_Aim_: Beginning with the line containing "Tag the lion's" and ending with the last line, repeat the records exactly.

----- Data

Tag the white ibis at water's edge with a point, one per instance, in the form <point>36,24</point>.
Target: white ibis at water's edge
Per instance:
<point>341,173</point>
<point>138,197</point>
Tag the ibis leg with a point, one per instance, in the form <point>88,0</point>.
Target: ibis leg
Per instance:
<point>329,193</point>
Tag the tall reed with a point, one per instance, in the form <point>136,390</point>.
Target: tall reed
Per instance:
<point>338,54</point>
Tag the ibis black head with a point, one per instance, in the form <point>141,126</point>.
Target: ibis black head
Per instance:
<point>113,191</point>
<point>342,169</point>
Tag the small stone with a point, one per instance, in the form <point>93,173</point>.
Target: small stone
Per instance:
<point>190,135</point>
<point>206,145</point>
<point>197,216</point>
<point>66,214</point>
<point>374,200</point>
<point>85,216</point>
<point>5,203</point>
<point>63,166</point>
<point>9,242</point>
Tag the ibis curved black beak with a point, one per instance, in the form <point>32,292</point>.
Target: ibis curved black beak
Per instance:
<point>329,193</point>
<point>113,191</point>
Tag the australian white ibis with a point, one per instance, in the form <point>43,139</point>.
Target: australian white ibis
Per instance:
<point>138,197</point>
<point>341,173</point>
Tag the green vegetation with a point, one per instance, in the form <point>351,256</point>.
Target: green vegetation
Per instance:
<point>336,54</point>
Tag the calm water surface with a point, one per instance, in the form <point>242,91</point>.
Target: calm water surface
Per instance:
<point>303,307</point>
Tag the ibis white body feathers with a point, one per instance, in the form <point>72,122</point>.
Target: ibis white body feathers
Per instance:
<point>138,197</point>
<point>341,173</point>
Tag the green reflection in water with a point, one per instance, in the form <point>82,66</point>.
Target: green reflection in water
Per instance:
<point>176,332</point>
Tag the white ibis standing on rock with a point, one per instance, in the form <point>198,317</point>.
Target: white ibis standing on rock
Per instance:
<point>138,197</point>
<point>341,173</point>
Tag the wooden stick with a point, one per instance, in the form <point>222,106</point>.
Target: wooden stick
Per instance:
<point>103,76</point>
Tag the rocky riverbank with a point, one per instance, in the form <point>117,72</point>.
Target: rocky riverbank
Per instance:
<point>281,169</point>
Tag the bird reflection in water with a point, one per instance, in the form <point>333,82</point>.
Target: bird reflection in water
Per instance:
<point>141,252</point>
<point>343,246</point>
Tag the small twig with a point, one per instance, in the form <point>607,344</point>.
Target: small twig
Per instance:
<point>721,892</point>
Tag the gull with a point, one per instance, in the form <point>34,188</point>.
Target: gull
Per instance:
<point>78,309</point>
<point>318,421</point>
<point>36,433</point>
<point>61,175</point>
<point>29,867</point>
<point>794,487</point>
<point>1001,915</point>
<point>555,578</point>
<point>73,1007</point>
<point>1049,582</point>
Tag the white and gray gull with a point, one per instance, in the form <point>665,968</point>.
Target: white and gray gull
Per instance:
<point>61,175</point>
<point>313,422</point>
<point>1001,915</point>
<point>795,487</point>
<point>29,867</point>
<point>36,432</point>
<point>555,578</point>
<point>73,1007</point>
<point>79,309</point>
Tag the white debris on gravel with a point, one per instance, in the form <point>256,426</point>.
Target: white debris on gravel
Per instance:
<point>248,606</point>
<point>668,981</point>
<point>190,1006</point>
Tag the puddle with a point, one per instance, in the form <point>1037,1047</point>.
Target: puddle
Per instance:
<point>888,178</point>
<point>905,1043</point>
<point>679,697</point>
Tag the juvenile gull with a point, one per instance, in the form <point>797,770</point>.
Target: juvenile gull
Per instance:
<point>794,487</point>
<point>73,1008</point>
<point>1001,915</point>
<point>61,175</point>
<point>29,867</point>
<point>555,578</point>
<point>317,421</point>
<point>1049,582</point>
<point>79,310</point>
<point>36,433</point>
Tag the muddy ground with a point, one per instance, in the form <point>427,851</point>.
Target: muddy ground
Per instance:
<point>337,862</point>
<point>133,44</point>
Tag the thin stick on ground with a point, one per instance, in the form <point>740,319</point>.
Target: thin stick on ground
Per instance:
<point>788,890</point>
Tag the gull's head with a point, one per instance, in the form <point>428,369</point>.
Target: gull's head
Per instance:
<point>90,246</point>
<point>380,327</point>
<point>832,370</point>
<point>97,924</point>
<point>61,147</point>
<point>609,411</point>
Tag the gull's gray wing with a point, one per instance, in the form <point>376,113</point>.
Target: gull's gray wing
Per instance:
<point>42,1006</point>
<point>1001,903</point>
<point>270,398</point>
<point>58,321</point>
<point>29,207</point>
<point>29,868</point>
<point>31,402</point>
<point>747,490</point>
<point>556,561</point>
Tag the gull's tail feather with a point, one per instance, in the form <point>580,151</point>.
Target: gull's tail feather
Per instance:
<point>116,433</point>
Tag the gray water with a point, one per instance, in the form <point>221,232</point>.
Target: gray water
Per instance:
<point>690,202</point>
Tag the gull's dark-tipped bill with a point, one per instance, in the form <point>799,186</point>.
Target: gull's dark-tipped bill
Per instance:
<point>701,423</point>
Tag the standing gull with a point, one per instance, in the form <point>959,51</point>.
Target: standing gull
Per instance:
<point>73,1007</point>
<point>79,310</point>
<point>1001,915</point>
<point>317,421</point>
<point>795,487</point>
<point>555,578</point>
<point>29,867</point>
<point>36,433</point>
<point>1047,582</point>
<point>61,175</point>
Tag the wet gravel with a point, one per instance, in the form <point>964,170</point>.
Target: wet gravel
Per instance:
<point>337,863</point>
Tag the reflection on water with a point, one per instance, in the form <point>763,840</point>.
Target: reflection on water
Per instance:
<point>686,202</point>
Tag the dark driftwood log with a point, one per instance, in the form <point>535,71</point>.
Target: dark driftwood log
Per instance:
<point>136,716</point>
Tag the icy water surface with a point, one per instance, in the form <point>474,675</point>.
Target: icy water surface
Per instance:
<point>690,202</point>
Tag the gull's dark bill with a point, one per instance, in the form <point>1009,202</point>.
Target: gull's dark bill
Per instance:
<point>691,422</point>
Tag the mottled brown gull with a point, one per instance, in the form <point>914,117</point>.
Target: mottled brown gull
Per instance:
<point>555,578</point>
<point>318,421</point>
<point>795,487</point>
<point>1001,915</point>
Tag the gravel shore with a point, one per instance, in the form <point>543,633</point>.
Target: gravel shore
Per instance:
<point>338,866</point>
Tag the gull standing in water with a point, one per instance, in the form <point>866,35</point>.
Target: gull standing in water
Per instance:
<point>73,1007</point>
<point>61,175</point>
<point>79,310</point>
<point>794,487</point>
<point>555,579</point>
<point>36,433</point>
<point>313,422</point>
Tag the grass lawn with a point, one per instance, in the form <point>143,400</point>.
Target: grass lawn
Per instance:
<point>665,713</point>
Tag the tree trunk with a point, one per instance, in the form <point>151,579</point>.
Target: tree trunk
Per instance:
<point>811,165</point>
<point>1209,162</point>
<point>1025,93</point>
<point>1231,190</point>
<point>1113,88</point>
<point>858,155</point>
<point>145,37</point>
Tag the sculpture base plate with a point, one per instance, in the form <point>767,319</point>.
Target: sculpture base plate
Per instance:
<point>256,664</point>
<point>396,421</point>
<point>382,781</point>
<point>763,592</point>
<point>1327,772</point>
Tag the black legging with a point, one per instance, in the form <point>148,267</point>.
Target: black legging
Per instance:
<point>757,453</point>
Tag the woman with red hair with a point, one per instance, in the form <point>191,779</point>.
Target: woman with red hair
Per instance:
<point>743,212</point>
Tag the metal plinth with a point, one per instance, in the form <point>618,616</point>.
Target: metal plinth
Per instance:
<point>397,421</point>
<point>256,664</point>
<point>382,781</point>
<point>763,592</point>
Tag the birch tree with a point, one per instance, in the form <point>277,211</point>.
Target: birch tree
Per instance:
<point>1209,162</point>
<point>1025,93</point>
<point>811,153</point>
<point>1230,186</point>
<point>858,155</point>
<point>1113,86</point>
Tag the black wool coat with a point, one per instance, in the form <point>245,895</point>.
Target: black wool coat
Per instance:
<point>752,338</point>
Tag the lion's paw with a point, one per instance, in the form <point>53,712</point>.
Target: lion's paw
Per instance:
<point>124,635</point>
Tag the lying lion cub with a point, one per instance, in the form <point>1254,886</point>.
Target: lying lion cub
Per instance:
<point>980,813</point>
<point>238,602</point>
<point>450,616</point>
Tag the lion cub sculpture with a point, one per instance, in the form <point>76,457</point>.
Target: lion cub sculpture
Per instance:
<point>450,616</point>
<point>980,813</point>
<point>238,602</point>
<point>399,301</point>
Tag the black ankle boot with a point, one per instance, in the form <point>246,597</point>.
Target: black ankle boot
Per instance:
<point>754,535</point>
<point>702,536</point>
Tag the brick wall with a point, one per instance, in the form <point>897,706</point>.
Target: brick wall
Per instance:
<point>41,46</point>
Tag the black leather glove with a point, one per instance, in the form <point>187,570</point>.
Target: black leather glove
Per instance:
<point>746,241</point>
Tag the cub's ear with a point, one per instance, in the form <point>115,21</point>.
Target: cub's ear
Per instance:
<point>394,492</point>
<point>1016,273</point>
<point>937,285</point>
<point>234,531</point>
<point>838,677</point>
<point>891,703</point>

----------

_The solution_:
Tag the lion's paw with a point, one per instance, in the form <point>53,712</point>.
Target: lion's paw
Per instance:
<point>124,635</point>
Tag the lying lion cub with a point, one per instance, in the form <point>1254,886</point>.
Target: lying lion cub
Per instance:
<point>980,813</point>
<point>238,602</point>
<point>450,616</point>
Tag the lion cub sculpture with a point, one per instance, in the form <point>76,457</point>.
Target: lion cub sculpture
Per instance:
<point>450,616</point>
<point>980,813</point>
<point>238,602</point>
<point>399,301</point>
Tag the black ankle boot with a point, one per instance, in the form <point>246,597</point>.
Target: black ankle boot
Per instance:
<point>754,535</point>
<point>702,536</point>
Tag the brick wall with a point, one per instance, in the form <point>897,706</point>.
Target: brick wall
Per instance:
<point>41,46</point>
Tag the black leather glove with a point, one per instance, in the form <point>187,570</point>.
Target: black leather glove
Per instance:
<point>746,241</point>
Tag the cub's ear with a point, one per instance, in the form <point>115,21</point>.
Target: cub's ear
Per instance:
<point>394,492</point>
<point>1016,273</point>
<point>937,285</point>
<point>234,531</point>
<point>838,677</point>
<point>891,703</point>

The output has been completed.